:: TEXT SEGMENT ::
Depending on the narrow swath or wide swath mode for specified area coverage in
SAR image requires a large variation in number of range gates per look of image
detection.
Two
important issues with Real-time processing are
1.
Memory Requirement
2.
Execution Time
Redundant processing steps in an algorithm for
high-resolution increase Execution Time, at the same time high-resolution
demands large data to be stored for block-processing algorithms and hence huge
Memory Requirements.
Real-time
processing of SAR data either at on-board or at ground base requires special
kind of processors with fast computational capabilities. Such processors are
known as DSP processors. Most of the time, multi-processor environment with
complex data routing from master to slave or processor-to-processor is
deployed.
DSP
processors are categorized mainly into 1) Generic Signal Processors, 2) Special
Purpose Signal Processors and 3) Programmable Signal Processors. For the
requirements of flexibility, easy to use development tools, better hardware
support and interfaces, and multi-processing ability, the Programmable Signal
Processors like Analog Devices ADSP 21XXX is generally given preference for
radar signal processing or for SAR imaging.
This Section is divided
in to three chapters.
1.
DSP Microprocessor ADSP21020,
which gives the over all architectural overview of the processor, features and
its suitability for the work carried out.
2.
DSP Card (SP-20),
which presents the details about a signal processing solution card with dual
ADSP 21020 processors, memory and other hardware interfaces. This card was
utilized for studying the Real-time implementation aspects of FASP
(Frequency-Domain Azimuth Signal Processing) algorithm.
3.
Results, which
documents about two critical issues 1) Memory Requirement, 2) Execution Time,
for the Real-time implementation of FASP algorithm.
The
ADSP-21020 is the first member of Analog Devices’ family of single-chip,
programmable, IEEE floating-point processors optimized for digital signal
processing applications. Its architecture is similar to that of Analog Devices’
ADSP-2100 family of fixed-point DSP processors.
Fabricated
in a high-speed, 1.0 micron, low-power CMOS process, the ADSP-21020 has a 50 ns
instruction cycle time. A40 ns, 25 MIPS version is planned for availability in
1992. With a high- performance on-chip instruction cache, the ADSP-21020 can
execute every instruction in a single cycle.

:: TO DO ::
Update the SAR processing text, starting with "Depending on the" and going on through "Memory Requirements.", so that "Execution Time" becomes "Processing Time" everywhere it appears. The records come from a different source.

:: EXTRACTED MATERIAL ::
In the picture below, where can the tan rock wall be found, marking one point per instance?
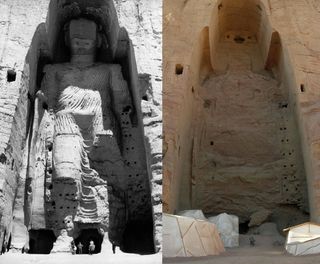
(188, 27)
(19, 21)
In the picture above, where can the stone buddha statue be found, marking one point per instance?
(80, 109)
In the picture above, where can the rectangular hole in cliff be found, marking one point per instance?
(179, 69)
(11, 75)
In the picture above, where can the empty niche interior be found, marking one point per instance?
(120, 160)
(246, 153)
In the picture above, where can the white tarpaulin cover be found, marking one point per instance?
(303, 239)
(189, 237)
(228, 226)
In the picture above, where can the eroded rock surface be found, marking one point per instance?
(243, 137)
(102, 149)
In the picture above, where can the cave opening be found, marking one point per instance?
(41, 241)
(138, 237)
(87, 235)
(246, 143)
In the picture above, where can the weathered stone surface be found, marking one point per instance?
(13, 57)
(228, 227)
(259, 217)
(243, 136)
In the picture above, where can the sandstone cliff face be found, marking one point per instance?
(19, 23)
(242, 89)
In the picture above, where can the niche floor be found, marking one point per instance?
(246, 155)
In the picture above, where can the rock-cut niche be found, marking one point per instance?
(87, 177)
(246, 149)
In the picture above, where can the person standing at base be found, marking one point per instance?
(80, 246)
(91, 247)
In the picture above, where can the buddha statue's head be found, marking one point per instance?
(82, 37)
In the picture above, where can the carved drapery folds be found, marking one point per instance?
(87, 160)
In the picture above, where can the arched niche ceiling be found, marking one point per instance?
(246, 153)
(237, 15)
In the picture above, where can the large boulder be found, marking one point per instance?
(189, 237)
(195, 214)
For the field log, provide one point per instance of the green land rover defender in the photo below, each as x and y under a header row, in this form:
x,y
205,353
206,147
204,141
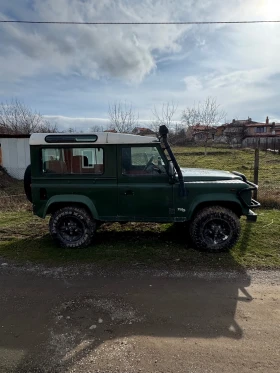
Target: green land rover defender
x,y
83,180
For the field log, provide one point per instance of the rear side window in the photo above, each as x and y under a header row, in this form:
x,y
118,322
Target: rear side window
x,y
73,160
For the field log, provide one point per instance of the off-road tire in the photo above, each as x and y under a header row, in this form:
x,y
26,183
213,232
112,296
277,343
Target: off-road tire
x,y
72,216
27,183
206,234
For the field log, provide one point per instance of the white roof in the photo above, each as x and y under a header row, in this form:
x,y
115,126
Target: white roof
x,y
103,138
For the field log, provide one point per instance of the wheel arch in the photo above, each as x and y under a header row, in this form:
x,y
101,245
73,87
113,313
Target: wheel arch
x,y
231,205
57,202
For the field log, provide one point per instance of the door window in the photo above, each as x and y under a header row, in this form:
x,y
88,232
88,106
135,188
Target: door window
x,y
72,160
138,160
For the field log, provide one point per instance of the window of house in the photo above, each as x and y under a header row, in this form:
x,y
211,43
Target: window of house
x,y
142,161
73,160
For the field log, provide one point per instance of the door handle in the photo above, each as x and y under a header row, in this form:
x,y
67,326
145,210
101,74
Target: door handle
x,y
129,193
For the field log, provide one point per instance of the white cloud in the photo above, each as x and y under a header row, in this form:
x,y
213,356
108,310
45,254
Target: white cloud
x,y
236,63
126,52
85,124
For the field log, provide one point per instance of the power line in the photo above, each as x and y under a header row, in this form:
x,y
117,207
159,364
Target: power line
x,y
139,23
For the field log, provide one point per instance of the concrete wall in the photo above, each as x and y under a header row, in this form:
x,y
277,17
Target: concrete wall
x,y
15,156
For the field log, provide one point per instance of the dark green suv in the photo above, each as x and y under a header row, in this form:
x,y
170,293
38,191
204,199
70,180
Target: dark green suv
x,y
83,180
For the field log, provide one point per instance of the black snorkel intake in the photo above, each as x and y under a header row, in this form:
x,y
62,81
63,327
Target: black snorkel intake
x,y
163,132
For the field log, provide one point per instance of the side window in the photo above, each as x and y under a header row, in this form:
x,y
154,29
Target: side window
x,y
73,160
138,160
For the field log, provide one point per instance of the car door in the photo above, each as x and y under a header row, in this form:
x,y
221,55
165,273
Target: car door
x,y
144,190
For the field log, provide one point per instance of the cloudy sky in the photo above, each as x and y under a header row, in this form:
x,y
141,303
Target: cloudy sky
x,y
71,73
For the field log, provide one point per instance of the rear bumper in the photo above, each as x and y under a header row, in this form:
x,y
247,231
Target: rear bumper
x,y
252,216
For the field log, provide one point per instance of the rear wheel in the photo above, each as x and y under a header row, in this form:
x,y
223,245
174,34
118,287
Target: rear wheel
x,y
215,229
72,227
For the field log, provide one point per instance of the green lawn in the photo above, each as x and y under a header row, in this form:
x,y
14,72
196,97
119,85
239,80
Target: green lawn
x,y
25,238
242,161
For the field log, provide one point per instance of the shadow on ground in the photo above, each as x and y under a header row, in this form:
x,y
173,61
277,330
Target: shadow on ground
x,y
136,244
56,325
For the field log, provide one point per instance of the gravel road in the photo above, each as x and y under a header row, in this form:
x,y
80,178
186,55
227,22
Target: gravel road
x,y
86,319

:: SOLVED PROBLEM ::
Depending on the narrow swath or wide swath mode for specified area coverage in
SAR image requires a large variation in number of range gates per look of image
detection.
Two
important issues with Real-time processing are
1.
Memory Requirement
2.
Processing Time
Redundant processing steps in an algorithm for
high-resolution increase Processing Time, at the same time high-resolution
demands large data to be stored for block-processing algorithms and hence huge
Memory Requirements.